EXERCISE AIM. Write the next part of the blog post about switching majors and studying abroad, picking up after its last sentence.

DOCUMENT EXCERPT.
101 things in 1001 days

from: Susan Wiley
to: Michael Ross
cc: Robert Stoker
subject: RE: PSC 124

Dear Michael,

The Bulletin is clear about pre-requisite courses and PSC 002 is a pre-requisite to all 100 level Group B, American Politics, PSC classes. I am copying Professor Stoker, the instructor for that section of PSC 124. Only the professor can over-ride the pre-requisite requirement. This decision cannot be made by the Dean or by me as undergraduuate advisor. Have you already contacted Professor Stoker?

Regards,
Professor Wiley

∙∙∙∙∙∙∙∙∙∙∙∙∙∙∙

interestingly enough, the office of the registrar e-mailed me saying that the dean can, in fact, override that prerequisite requirement.

i've spent a lot of time this break thinking about my academic future. i am really interested in becoming an urban planner, but after talking to some professionals in the field about it, i'm not so sure that a bachelor's in public policy will help me achieve that goal. ideally, i should be getting my degree in city planning — but since gw does not have such a department, my next best bet is a bachelor's in geography. however, i've never taken any geography courses. so, i need to decide: should i switch over to geography now, or try taking an introductory course to see if i really like it?

the former of those options is the only way for me to achieve my degree in geography and still graduate when i want to (may 2010). but i am concerned by the apparent lack of employment opportunities for geography majors post-college (other than for urban planners). futhermore, i'm not so sure that i still want to graduate at such an accelerated pace; in fact, i'm contemplating studying abroad.


this is the university of cape town, the oldest university in south africa, the top-rated university on the continent of africa, and the possible future site of my study abroad.

EXERCISE DATA.
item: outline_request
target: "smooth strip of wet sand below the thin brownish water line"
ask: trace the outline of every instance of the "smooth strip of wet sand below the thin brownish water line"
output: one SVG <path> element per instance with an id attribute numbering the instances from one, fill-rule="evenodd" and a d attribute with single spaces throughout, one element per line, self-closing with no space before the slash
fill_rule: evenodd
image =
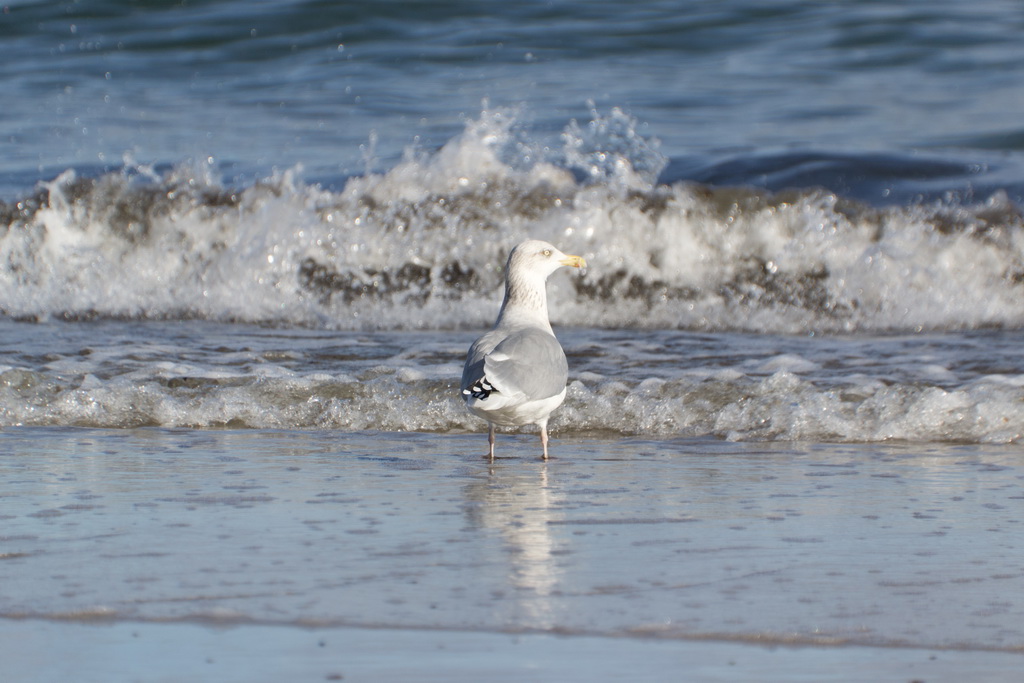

REPLY.
i've wanted to go to uct for as long as i can remember. when i was thinking of leaving gwu after the fall 2007 semester, i considered spending a semester there. even though i ultimately decided to stay at gw, i have thought about it on and off, but dismissed it for several factors (money, the rents' concerns, desire to graduate early, fear of missing my friends, etc.). however, i'm now realizing that nearly all of my close friends will be studying abroad next year, so it looks like i'll be missing them one way or another. and money isn't an issue ever since the office of study abroad started waving a tantalizing scholarship offer in my face. the rents are even encouraging me to look into the semester at uct program.

but most importantly, i no longer feel in a hurry to graduate early. i realize how many options and opportunities are in front of me, but once i actually select them, other doors will obviously close for me. moreover, i keep on resolving to not take courses i'm actually interested in for fear of not being able to graduate in may 2010. (thus, my absolute misery in my courses this semester.) such a decision might indicate a lack of astuteness with regards to finances (as well as a delay in starting my career) on my part, but i'm tired of stressing myself out to get into psc 124. i bet the public policy courses at uct are more interesting, anyway! :)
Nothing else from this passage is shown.